Your task:
Print the entries below without changing a single line.

[Entries from a point annotation set]

──────────────────────────────

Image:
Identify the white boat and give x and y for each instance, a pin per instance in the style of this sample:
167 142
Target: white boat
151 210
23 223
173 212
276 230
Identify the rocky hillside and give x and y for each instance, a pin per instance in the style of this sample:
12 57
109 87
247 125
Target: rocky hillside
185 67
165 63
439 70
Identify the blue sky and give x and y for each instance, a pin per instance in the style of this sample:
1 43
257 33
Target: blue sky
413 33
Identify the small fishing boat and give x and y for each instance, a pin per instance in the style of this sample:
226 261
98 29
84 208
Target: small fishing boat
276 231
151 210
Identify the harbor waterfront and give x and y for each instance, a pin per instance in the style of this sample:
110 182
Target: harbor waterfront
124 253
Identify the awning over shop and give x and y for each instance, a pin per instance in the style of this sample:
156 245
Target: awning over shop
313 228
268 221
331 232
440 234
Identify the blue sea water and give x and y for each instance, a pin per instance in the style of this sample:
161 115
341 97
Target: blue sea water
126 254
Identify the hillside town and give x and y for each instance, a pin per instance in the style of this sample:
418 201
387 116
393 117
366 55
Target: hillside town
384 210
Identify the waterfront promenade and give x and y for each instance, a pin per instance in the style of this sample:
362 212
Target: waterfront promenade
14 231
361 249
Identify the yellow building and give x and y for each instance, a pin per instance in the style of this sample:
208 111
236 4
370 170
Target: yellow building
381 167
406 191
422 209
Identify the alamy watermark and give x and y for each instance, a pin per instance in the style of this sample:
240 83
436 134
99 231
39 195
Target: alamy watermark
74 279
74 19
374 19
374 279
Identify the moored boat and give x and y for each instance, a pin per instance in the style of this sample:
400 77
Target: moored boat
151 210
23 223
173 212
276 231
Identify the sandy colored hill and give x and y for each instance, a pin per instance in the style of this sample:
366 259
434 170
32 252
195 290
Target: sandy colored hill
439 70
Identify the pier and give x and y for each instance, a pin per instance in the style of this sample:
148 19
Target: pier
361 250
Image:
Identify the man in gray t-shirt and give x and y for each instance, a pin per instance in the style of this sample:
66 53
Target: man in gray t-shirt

──────────────────────────────

Correct output:
Image:
Identify the white boat and give x and y for each instance, a pin per instance in the style of this sample:
167 142
Target: white boat
151 210
23 223
173 212
276 230
Identify the rocky hillside and give x and y for each instance, a pin per instance in the style of this sample:
12 57
109 87
247 125
Target: rocky hillside
185 67
165 63
439 70
Identify the blue sky and give x and y for each instance, a pin per instance in the style of this sample:
1 43
257 33
Target: blue sky
413 33
Identify the small fishing boat and give x and y for each instance, a pin per instance in the style of this sample:
226 261
98 29
84 208
Target: small fishing boat
276 231
151 210
Identify the harbor waterfront and give x and y for each instance, a pin per instance in the style of this sample:
110 182
Target: harbor waterfront
124 253
Identify the awning over shop and give x and y for each instance, a pin per instance in the style of this sample:
156 245
Target: awning over shop
313 228
268 221
331 232
440 234
Identify the blue sea water and give x and y for each instance, a pin per instance in the style of this sample:
161 115
341 97
Target: blue sea water
126 254
Identify the hillside town and give x and y for each instance, a pin per instance in the style of this sample:
418 201
387 116
393 117
366 55
Target: hillside town
384 210
Identify the waterfront promenade and give x and y for each instance, a pin per instance in the style of this sample:
362 212
Target: waterfront promenade
14 231
361 249
Identify the yellow building and give x and y for each instance, a pin per instance in the style of this sample:
208 111
236 4
370 170
Target: yellow building
381 167
406 191
422 209
Identify the alamy watermark and give x and y for each instance, a pin per instance in the style of this sample:
240 83
436 134
99 231
39 195
Target: alamy watermark
74 279
74 19
374 19
374 279
Identify the moored boat and give x and y for each instance, a pin per instance in the style of this sample:
400 77
Target: moored boat
151 210
23 223
173 212
276 231
Identify the sandy colored hill and give x and y for each instance, a pin per instance in the style of this sample:
366 259
434 170
32 252
195 290
Target: sandy colored hill
439 70
Identify the pier and give x and y for each instance, a pin per instance in the style of this sample:
148 19
Target: pier
361 250
Image:
Identify the man in gray t-shirt and give x and y for each instance, a pin per instance in the style of this sample:
66 53
Target: man in gray t-shirt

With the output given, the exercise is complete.